| PROBLEM TO WORK ON |
Count how many lines of the listing below contain the string "grass". Reply with only that number.

| STORED DATA |
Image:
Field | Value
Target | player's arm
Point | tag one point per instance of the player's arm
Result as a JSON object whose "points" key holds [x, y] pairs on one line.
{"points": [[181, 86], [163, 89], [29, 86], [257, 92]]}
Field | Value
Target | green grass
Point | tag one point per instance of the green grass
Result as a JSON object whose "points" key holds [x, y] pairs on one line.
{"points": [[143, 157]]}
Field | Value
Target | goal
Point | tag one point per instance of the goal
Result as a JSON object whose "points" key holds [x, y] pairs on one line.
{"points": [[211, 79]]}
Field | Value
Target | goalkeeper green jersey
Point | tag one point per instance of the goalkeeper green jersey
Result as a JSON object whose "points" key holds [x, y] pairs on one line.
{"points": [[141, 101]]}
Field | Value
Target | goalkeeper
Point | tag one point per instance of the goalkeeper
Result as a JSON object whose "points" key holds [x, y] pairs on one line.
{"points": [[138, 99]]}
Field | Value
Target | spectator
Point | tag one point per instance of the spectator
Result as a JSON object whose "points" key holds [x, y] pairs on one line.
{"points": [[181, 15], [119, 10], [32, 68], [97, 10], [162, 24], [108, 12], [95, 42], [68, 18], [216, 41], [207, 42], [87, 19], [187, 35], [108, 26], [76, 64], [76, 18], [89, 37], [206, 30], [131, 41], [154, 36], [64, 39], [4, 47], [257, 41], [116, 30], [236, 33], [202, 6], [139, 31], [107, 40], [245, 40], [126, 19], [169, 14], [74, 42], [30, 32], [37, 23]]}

* * *

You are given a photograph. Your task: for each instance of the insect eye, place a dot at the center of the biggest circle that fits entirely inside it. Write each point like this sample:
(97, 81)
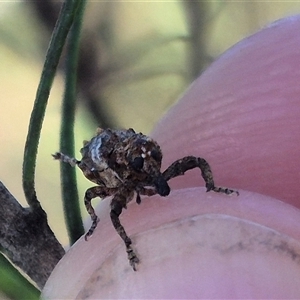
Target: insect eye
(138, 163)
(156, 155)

| FINAL RESULT |
2